* [WORK TO BE COMPLETED] Rewrite the data from its first line through the line containing "point(95, 67)", swapping "small white dish" for "small white bowl" and leaving everything else untouched.

* [Rows from a pointing dataset]
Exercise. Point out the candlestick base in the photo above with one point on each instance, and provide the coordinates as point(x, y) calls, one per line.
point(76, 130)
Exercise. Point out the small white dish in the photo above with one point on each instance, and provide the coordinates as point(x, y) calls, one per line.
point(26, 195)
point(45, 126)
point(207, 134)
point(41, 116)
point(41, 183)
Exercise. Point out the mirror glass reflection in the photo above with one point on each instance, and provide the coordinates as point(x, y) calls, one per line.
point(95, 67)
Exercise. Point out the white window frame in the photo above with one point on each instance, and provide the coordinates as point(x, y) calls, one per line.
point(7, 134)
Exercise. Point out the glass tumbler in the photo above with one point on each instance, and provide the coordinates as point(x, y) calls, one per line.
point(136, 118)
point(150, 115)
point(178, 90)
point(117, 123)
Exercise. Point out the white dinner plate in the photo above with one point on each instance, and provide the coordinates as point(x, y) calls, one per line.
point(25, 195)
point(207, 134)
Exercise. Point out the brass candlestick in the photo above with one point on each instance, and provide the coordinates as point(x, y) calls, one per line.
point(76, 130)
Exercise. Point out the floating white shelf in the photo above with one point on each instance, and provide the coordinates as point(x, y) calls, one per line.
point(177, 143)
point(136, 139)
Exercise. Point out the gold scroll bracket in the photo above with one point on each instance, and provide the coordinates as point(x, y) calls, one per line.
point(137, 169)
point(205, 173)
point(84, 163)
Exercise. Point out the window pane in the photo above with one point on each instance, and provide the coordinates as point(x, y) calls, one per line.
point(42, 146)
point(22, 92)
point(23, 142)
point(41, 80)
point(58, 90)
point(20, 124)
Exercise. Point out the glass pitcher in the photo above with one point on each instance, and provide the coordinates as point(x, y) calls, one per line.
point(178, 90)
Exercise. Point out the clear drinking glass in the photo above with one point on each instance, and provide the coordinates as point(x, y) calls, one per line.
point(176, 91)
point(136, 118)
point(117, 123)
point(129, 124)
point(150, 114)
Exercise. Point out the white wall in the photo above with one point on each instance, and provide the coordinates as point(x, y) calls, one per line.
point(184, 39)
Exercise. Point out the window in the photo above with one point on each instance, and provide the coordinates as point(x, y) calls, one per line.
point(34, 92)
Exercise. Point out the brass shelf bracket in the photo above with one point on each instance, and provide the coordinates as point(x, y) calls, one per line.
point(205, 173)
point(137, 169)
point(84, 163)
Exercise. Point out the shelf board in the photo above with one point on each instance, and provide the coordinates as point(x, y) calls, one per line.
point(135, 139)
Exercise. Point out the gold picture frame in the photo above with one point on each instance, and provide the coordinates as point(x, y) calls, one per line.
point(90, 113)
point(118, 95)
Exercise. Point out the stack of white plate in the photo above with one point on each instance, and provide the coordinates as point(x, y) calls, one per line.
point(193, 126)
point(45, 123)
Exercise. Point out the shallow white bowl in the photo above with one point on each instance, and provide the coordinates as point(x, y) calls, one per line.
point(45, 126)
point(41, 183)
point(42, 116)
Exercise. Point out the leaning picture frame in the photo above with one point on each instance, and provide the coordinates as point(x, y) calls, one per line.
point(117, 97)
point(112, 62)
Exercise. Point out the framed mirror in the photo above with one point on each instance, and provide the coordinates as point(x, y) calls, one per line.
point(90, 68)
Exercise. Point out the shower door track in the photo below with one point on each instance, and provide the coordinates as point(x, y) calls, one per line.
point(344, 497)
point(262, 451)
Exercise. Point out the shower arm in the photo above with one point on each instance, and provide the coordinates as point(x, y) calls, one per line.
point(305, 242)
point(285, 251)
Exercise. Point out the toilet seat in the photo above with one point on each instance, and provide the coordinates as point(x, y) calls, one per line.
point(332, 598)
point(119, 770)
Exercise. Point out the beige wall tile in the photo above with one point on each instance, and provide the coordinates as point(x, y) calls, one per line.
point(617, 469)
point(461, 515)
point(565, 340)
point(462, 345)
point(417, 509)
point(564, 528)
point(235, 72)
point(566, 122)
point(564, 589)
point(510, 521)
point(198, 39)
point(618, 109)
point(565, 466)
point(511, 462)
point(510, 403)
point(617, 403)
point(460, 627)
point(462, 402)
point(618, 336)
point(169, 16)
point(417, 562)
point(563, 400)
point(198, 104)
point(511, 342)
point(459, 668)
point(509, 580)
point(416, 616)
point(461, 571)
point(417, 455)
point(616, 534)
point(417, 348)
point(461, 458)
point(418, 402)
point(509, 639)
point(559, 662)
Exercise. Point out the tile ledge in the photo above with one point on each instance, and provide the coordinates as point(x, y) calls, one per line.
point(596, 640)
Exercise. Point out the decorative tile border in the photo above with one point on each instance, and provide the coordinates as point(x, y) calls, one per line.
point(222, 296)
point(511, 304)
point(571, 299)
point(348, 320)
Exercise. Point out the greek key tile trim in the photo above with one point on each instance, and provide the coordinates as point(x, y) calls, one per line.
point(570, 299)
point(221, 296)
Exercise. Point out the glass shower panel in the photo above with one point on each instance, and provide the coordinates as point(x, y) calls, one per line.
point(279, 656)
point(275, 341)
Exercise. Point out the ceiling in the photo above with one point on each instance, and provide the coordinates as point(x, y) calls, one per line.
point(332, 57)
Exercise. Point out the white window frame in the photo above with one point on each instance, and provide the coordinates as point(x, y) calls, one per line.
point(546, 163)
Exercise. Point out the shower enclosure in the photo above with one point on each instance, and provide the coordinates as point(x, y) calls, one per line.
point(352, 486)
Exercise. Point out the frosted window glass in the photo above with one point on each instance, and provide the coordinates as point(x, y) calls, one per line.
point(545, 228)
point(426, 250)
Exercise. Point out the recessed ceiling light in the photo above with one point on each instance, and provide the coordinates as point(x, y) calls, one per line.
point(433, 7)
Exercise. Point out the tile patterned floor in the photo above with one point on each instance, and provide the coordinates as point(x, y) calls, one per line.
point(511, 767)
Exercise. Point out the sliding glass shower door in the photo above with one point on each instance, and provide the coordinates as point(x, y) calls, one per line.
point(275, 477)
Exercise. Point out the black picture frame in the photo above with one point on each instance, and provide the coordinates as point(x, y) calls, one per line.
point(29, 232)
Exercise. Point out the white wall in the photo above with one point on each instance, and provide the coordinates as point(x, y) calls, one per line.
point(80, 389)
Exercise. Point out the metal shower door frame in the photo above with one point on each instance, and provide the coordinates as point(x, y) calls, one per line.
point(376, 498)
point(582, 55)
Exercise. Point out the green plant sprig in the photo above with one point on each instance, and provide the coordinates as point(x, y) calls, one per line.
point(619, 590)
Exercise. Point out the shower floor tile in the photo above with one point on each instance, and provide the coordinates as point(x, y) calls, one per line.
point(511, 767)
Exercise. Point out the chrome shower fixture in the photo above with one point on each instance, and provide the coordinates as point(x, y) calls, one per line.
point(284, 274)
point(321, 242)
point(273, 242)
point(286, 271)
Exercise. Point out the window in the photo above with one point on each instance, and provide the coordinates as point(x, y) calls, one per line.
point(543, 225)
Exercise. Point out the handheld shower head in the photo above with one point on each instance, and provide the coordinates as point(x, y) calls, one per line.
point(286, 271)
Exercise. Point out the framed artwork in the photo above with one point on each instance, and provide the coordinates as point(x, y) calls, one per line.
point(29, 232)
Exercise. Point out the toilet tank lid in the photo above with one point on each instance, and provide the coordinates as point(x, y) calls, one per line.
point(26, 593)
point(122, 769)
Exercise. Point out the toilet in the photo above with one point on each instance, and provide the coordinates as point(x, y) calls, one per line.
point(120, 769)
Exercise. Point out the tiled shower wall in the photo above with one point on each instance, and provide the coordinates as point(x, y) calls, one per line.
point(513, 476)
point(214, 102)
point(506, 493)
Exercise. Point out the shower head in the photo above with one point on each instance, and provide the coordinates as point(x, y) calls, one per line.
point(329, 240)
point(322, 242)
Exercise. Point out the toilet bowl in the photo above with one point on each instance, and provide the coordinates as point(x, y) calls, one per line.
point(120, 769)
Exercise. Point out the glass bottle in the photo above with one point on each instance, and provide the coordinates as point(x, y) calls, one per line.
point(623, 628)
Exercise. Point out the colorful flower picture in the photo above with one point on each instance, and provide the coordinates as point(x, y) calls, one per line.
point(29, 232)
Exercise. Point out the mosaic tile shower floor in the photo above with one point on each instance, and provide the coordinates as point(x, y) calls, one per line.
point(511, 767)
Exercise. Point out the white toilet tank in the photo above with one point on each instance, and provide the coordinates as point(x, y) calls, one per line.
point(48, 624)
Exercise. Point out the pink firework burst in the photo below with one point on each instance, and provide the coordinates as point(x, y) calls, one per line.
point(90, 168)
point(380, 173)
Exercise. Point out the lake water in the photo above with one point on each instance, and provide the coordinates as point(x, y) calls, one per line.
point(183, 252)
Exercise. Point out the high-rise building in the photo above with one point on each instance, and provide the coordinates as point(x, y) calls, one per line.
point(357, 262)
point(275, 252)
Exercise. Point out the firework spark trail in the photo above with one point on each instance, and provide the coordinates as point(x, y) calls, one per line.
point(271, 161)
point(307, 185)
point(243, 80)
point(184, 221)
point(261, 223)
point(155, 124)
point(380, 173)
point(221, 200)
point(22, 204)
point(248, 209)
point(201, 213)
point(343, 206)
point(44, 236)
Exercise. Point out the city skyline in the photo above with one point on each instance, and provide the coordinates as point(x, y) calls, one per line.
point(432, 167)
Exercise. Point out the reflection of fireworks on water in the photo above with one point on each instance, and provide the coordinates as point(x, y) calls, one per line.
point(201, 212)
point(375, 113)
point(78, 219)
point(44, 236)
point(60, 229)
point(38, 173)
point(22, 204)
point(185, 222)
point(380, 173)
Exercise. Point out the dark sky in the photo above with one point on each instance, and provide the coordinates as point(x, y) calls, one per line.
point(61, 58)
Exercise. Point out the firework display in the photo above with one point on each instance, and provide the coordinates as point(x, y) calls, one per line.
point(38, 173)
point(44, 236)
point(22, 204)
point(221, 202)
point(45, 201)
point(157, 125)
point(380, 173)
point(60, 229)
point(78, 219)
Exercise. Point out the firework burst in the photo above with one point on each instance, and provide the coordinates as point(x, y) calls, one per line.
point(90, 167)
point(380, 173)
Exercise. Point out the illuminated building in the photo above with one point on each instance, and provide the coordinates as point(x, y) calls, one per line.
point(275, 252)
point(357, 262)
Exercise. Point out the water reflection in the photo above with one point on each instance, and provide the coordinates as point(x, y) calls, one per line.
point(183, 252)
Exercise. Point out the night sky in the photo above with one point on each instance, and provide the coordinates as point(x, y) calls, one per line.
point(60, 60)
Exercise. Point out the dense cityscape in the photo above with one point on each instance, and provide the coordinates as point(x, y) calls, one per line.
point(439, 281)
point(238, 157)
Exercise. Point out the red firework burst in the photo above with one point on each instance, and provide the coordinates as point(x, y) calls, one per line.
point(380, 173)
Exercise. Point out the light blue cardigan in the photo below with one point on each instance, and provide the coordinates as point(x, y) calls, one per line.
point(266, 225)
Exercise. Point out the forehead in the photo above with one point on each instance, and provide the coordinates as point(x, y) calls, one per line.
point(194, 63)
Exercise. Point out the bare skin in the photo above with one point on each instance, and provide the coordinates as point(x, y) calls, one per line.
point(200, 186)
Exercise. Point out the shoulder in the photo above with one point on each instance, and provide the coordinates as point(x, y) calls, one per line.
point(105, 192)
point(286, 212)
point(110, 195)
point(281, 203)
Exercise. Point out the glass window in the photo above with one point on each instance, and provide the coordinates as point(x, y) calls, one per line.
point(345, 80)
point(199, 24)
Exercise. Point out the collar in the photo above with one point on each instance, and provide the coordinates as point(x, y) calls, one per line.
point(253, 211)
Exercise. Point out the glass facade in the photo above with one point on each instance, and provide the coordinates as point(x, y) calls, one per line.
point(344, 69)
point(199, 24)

* [EXERCISE RESPONSE]
Exercise. Point out the candlestick base in the photo above with one point on each instance, and provide the coordinates as point(x, y) calls, one per line.
point(76, 130)
Exercise. Point out the small white bowl in the photo above with one point on each instance, and provide the coordinates as point(x, y) calls, one per line.
point(26, 195)
point(45, 126)
point(207, 134)
point(41, 116)
point(41, 183)
Exercise. Point out the mirror glass reflection in the photo above with one point on each instance, and provide the coordinates as point(x, y) calls, one per line.
point(95, 67)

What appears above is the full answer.